On Fri, Jul 24, 2015 at 02:25:06PM +0100, Alex Bennée wrote:
> This adds a fairly brain dead torture test for TLB flushes intended for
> stressing the MTTCG QEMU build. It takes the usual -smp option for
> multiple CPUs.
>
> By default it will do a TLBIALL flush after each cycle. If you pass
> -append "page" to the kernel it will take it in turns to flush each of
> the computation functions. At the moment it doesn't do any re-mapping of
> pages but maybe that is something that could be done in the future.
>
> [DEV VERSION FOR COMMENT]
> Signed-off-by: Alex Bennée <[email protected]>
> ---
> arm/tlbflush.c | 163
> +++++++++++++++++++++++++++++++++++++++++++
> config/config-arm-common.mak | 4 +-
> lib/arm/asm/mmu.h | 11 +++
> 3 files changed, 177 insertions(+), 1 deletion(-)

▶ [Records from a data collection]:
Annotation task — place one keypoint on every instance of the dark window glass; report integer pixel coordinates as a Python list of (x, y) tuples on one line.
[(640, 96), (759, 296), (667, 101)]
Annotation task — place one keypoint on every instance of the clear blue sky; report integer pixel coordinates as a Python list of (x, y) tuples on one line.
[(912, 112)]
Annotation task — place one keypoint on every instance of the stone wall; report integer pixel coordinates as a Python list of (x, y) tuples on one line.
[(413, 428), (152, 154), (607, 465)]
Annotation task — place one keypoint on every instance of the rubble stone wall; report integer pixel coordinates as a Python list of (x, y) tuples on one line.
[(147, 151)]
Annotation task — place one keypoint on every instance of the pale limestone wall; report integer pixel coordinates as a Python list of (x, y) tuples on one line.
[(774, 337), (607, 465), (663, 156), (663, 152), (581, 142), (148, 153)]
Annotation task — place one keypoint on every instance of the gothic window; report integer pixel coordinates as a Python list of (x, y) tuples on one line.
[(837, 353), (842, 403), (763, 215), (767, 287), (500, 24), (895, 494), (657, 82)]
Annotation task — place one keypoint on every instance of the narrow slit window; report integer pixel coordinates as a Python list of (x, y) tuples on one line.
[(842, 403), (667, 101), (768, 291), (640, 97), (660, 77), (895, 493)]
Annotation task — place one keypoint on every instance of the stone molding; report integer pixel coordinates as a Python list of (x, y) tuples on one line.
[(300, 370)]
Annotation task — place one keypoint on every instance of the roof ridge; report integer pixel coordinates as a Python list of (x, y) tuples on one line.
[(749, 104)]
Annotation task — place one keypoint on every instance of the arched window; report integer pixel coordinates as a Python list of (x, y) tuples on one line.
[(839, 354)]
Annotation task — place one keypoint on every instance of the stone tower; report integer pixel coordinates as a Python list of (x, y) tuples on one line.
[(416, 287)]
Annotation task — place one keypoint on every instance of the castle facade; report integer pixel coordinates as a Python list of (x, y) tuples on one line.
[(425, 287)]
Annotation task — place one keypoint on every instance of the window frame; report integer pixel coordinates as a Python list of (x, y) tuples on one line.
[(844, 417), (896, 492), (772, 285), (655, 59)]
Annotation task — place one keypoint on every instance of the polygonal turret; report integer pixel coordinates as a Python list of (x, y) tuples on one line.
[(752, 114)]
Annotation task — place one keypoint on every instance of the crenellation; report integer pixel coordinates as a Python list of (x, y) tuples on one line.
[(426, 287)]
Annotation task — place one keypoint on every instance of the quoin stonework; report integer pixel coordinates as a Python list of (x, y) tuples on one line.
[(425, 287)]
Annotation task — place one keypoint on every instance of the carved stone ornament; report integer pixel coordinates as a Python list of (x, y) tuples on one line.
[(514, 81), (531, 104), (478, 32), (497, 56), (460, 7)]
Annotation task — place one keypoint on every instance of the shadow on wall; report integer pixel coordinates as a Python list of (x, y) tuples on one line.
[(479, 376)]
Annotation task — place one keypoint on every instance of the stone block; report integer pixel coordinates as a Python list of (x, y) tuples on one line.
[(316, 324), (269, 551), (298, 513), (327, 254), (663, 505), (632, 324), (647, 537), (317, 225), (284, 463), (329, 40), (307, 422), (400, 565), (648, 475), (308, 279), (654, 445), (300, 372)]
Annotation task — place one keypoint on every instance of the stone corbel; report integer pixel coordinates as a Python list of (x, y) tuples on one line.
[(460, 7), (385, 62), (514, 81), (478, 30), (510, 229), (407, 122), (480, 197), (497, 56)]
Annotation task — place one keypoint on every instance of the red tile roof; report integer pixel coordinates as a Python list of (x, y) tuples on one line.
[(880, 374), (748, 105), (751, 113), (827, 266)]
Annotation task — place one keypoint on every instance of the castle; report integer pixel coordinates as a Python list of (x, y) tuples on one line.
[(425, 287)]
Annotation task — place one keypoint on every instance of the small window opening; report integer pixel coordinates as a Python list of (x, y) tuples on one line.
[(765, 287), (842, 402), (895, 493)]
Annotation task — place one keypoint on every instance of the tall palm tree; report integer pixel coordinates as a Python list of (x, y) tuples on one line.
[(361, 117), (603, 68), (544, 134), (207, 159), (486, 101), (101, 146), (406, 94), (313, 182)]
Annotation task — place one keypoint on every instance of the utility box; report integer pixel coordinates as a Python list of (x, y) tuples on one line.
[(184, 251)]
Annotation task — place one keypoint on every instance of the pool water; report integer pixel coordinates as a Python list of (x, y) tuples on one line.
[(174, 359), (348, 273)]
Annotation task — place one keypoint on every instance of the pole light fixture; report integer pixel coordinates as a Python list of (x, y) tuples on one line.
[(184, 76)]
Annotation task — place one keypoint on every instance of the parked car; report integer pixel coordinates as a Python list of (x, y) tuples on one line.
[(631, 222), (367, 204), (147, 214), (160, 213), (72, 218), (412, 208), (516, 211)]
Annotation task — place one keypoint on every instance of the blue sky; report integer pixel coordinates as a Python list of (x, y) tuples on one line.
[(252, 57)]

▶ [Given instruction]:
Answer these questions about the patch message.
(a) What kind of flush does the test perform by default after each cycle?
(b) What option must be passed to the kernel to make the test flush each computation function in turn?
(c) How many insertions does the patch's change summary report?

▶ [Completed task]:
(a) A TLBIALL flush.
(b) -append "page"
(c) 177 insertions.